TRY IT: The answer should be each line from the entries below that has the word "stripe" in it.

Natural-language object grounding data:
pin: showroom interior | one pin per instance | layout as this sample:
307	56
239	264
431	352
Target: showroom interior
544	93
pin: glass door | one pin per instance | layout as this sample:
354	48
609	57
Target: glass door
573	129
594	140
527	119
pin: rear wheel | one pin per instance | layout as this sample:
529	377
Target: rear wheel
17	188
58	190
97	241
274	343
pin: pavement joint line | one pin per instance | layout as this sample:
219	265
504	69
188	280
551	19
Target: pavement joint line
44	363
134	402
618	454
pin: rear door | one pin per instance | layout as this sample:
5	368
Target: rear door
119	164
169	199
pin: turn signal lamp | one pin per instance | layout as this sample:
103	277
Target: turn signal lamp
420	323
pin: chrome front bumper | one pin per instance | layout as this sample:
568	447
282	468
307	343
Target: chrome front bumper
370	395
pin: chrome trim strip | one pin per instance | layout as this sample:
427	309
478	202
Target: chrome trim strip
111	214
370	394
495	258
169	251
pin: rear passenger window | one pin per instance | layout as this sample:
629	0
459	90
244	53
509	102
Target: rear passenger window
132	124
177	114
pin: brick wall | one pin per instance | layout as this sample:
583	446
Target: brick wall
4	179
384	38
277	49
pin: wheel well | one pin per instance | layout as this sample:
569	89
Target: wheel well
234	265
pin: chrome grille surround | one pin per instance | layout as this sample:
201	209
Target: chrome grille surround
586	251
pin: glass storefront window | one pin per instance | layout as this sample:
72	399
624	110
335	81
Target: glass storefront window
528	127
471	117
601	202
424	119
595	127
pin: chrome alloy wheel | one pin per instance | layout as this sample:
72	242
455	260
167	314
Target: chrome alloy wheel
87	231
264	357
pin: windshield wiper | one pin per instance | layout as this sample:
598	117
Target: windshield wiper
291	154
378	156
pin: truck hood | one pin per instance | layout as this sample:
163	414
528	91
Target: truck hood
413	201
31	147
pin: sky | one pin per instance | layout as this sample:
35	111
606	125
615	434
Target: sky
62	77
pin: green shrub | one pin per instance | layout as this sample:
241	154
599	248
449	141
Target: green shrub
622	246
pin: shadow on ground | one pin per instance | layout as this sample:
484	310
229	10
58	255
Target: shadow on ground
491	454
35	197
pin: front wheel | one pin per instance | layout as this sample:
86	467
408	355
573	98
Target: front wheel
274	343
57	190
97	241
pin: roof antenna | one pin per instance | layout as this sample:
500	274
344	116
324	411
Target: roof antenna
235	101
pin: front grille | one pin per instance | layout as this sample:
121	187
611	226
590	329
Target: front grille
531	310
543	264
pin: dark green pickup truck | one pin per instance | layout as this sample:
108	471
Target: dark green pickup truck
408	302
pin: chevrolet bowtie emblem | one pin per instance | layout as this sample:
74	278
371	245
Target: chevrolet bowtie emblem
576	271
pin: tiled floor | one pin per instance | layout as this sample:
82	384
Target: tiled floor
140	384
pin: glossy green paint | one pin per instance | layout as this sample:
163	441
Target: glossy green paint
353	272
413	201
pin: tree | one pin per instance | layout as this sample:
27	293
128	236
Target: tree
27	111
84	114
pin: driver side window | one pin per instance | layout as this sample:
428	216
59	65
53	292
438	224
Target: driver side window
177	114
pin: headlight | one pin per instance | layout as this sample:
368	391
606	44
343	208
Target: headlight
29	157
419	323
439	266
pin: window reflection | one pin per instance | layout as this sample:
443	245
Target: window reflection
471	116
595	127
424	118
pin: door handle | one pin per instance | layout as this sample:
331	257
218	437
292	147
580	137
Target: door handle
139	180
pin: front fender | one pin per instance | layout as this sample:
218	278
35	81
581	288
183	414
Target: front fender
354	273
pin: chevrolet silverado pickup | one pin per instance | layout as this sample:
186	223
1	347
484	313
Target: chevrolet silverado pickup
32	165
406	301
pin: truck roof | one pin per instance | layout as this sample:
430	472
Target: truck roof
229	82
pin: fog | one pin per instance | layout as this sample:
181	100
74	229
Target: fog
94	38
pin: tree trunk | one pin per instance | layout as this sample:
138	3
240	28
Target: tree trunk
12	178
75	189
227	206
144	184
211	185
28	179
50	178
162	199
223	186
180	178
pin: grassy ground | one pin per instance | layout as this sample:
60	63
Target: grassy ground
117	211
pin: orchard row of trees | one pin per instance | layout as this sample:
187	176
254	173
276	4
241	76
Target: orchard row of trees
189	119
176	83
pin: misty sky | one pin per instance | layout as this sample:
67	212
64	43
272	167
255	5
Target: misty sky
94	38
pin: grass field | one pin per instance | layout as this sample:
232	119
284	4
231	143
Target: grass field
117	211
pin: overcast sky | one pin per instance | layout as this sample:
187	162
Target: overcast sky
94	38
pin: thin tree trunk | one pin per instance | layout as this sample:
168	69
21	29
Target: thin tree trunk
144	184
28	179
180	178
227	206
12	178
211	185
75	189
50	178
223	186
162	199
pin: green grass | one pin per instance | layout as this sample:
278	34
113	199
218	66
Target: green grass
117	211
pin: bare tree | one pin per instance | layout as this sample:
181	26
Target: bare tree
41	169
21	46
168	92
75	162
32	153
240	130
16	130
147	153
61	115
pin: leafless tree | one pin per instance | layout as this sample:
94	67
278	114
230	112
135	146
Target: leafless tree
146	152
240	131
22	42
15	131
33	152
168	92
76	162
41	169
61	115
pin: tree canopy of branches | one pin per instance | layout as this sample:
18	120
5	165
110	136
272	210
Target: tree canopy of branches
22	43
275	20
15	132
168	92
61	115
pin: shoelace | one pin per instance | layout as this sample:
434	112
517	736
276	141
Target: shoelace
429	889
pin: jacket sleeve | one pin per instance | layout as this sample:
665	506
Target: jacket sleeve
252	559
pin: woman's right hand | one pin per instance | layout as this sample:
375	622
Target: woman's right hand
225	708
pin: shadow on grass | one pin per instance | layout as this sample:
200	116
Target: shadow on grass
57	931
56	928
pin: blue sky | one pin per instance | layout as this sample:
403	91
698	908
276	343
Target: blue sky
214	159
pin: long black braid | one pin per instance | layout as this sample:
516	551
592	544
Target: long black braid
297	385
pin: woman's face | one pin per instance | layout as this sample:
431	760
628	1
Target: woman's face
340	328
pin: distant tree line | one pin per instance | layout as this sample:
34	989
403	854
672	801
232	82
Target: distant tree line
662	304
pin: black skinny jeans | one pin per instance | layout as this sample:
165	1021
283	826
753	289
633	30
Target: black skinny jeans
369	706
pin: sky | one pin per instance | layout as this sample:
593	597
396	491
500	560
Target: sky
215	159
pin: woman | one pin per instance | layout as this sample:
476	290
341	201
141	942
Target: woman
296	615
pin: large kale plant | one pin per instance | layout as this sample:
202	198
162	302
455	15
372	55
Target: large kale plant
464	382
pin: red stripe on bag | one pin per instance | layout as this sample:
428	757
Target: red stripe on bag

SOLVED EXERCISE:
pin: red stripe on bag | one pin per instance | layout as this sample:
Target: red stripe on bag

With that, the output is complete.